===== Supplied records
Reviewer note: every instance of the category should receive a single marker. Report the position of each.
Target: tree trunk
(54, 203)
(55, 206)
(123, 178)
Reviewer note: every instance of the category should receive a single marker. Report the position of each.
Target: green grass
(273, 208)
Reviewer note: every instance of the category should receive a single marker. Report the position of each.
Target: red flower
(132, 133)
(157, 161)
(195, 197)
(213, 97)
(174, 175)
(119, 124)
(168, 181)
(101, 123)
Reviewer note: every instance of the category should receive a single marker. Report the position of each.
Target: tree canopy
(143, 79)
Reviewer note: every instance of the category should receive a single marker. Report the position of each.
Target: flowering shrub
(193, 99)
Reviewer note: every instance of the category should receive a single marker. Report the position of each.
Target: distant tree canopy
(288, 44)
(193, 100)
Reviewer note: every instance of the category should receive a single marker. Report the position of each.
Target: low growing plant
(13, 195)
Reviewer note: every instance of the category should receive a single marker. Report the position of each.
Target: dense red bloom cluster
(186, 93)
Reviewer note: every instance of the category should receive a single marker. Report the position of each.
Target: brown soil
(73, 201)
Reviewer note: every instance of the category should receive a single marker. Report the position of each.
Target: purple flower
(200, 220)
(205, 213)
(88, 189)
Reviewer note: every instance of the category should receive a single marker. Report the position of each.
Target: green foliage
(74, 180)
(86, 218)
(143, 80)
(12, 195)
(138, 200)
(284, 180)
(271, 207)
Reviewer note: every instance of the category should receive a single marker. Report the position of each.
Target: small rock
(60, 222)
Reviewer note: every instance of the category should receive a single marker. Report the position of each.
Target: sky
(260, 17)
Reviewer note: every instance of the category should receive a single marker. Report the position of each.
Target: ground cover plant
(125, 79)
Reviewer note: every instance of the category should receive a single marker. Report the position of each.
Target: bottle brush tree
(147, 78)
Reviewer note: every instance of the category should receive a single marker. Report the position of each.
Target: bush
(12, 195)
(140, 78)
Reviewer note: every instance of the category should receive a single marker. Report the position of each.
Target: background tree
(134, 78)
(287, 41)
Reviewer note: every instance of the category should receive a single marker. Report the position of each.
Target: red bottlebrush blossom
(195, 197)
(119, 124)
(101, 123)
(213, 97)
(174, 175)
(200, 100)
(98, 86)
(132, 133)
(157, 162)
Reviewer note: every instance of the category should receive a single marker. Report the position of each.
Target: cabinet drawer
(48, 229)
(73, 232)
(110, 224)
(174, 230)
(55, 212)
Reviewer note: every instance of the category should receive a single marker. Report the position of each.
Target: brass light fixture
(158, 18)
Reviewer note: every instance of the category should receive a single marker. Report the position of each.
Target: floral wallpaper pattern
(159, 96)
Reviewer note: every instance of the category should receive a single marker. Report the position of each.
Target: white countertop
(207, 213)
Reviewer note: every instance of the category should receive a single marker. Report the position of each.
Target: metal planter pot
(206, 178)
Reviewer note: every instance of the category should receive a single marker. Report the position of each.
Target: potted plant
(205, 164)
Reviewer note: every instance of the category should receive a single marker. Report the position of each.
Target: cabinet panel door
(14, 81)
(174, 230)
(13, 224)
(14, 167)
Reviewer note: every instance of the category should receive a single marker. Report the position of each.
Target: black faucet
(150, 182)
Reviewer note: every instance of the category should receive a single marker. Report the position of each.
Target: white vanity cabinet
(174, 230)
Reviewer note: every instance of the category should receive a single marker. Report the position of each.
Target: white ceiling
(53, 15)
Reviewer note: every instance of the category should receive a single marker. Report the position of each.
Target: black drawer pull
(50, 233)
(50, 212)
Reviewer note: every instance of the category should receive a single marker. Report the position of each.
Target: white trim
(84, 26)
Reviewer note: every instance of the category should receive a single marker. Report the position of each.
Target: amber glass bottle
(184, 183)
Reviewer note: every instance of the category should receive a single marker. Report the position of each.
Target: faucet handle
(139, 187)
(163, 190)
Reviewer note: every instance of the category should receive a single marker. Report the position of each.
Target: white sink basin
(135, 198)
==========
• [What to produce]: Word for word, restate all of the data shown above.

• [Result of the task]:
Reviewer note: every instance of the category should receive a single marker. Report the position of each.
Target: tree trunk
(54, 203)
(55, 206)
(123, 178)
Reviewer note: every instance of the category should receive a single marker. Report the position of each.
Target: green grass
(273, 208)
Reviewer note: every instance of the category should receive a single marker. Report the position of each.
Target: red flower
(132, 133)
(157, 161)
(195, 197)
(213, 97)
(174, 175)
(119, 124)
(168, 181)
(101, 123)
Reviewer note: every instance of the category should receive a single marker. Report the position of each.
Target: tree canopy
(143, 79)
Reviewer note: every instance of the category should receive a single marker. Report the position of each.
Target: flowering shrub
(193, 99)
Reviewer note: every instance of the category should receive a single marker. Report the position of each.
Target: distant tree canopy
(288, 44)
(193, 100)
Reviewer note: every instance of the category should receive a single marker. Report the position of each.
Target: low growing plant
(13, 195)
Reviewer note: every instance of the category should receive a single marker. Report the position of each.
Target: dense red bloom cluster
(186, 93)
Reviewer note: every instance of the category should receive a single marker. Report the position of each.
Target: brown soil
(73, 201)
Reviewer note: every instance of the category should receive a single marker. Report the position of each.
Target: purple flower
(200, 220)
(205, 213)
(88, 189)
Reviewer note: every instance of the category should receive a single marker. Report the position of each.
Target: green foliage
(74, 180)
(86, 218)
(143, 80)
(12, 195)
(138, 200)
(284, 180)
(271, 207)
Reviewer note: every instance of the category should receive a single marker. Report the position of each.
Target: small rock
(60, 222)
Reviewer note: every instance of the category should receive a single marker. Report the position of each.
Target: sky
(260, 17)
Reviewer note: every instance of the category should receive a single marker. Report the position of each.
Target: ground cover plant
(125, 79)
Reviewer note: every instance of the category should receive a single marker. Report the position of each.
Target: bottle brush tree
(147, 78)
Reviewer note: every instance of the category should receive a single marker. Report the position of each.
Target: bush
(12, 195)
(140, 78)
Reviewer note: every instance of the category should receive a single marker. Report the position of each.
Target: background tree
(134, 78)
(287, 41)
Reviewer note: every instance of the category should receive a single marker. Report the position of each.
Target: red bottlebrush blossom
(195, 197)
(119, 124)
(101, 123)
(213, 97)
(174, 175)
(200, 100)
(98, 86)
(132, 133)
(157, 162)
Reviewer note: every instance of the category should receive a single marker. Report the position of each.
Target: cabinet drawer
(48, 229)
(73, 232)
(110, 224)
(174, 230)
(55, 212)
Reviewer note: every instance of the category should receive a single marker. Report the position of each.
Target: brass light fixture
(158, 18)
Reviewer note: every instance of the category should receive a single marker. Report the position of each.
Target: floral wallpaper pattern
(159, 96)
Reviewer note: every instance of the category should receive a single marker. Report the position of each.
Target: white countertop
(207, 213)
Reviewer note: every instance of the category should receive a single marker. Report the position of each.
Target: metal planter pot
(206, 178)
Reviewer note: every instance of the category should receive a single marker. Report the position of each.
Target: potted plant
(205, 164)
Reviewer note: every instance of the category should receive a single marker. Report the position of each.
Target: cabinet panel door
(14, 81)
(174, 230)
(13, 224)
(14, 167)
Reviewer note: every instance of the category should receive a single marker. Report the position of each.
Target: black faucet
(150, 182)
Reviewer note: every instance of the category should receive a single marker. Report the position of each.
Target: white vanity cabinet
(174, 230)
Reviewer note: every instance of the category should receive a single marker. Report the position of each.
Target: white ceiling
(53, 15)
Reviewer note: every instance of the category should receive a single marker. Report the position of each.
Target: black drawer pull
(50, 233)
(50, 212)
Reviewer note: every instance of the category should receive a single marker. Report the position of each.
Target: white trim
(84, 26)
Reviewer note: every instance of the category should receive a single marker. Report the position of each.
Target: amber glass bottle
(184, 183)
Reviewer note: every instance of the category should receive a single marker. Report the position of each.
Target: faucet handle
(139, 187)
(163, 190)
Reviewer note: every instance of the category should receive a single marker. Report the position of each.
Target: white sink basin
(135, 198)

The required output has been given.